_Passage given_
Darkman is a hell of a lot of fun to watch. I never saw the uncut version, having been relegated to the edited for television presentation recorded onto a blank VHS when I was a kid. I loved that movie then, and I love it even more now for how unabashedly over the top the whole affair becomes. Raimi did not pull back any of his sensibilities moving from low budget indie pictures to this studio affair. It feels like a Raimi movie in the sudden shock of melodrama and the wild camera angles.

There is a particular moment that had me howling on this revisit. Westlake, wearing his temporary fake skin, is on a date with Julie at a Boardwalk fair. He manages to channel his rage to knock down some metal bottles to win a stuffed animal for his girl. The carnie monotonously argues that Westlake’s foot was over the line, so no prize. We get the beautiful rage montage showing our protagonist snapping, made worse by the carnie poking him in the chest with two fingers. Westlake proceeds to snap the fingers, eliciting a howl from the carnie, the camera swings to Westlake’s face (underlit by some dramatic lighting choices) growling in rage, then the camera swings to Julie screeching in horror. Westlake grabs the plush and puts a period on the scene by saying to Julie, “Take the fucking elephant!” It’s just so over the top and bonkers, so much fun to watch.

Raimi is very obviously inspired by classic stories such as The Phantom of the Opera, Hunchback of Notre Dame, The Elephant Man, and Frankenstein. There’s a mad scientist’s laboratory carved out in the hulk of an abandoned warehouse, a motif that would return in the director’s Spider-Man 2. Those Gothic narratives inform Darkman’s tone by not necessarily the aesthetics. Everything is lit incredibly bright compared to Burton’s Batman from the previous year, and the result is Darkman feels more like a comic book than that other film. Whereas Burton has gone on record passionately pointing out he doesn’t read comic books, Raimi is an unabashed fan of the medium since his childhood. Those sentiments show in the filmmaking.

_Dataset extract_
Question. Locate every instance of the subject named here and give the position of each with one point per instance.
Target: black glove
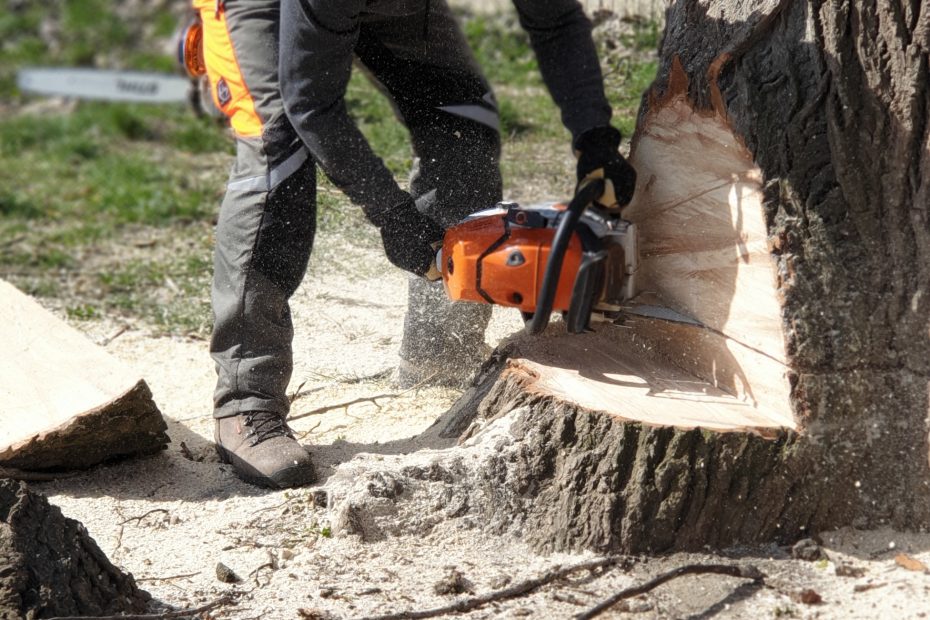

_Problems to solve_
(a) Name every classic story that the Darkman review says Raimi is inspired by.
(b) Repeat word for word the stretch of the Darkman review that begins at the words "Darkman is a" and stops after the words "wild camera angles.".
The material above is separate from the Darkman review and is not drawn from it.

_Exercise results_
(a) The Phantom of the Opera, Hunchback of Notre Dame, The Elephant Man, Frankenstein

(b)
Darkman is a hell of a lot of fun to watch. I never saw the uncut version, having been relegated to the edited for television presentation recorded onto a blank VHS when I was a kid. I loved that movie then, and I love it even more now for how unabashedly over the top the whole affair becomes. Raimi did not pull back any of his sensibilities moving from low budget indie pictures to this studio affair. It feels like a Raimi movie in the sudden shock of melodrama and the wild camera angles.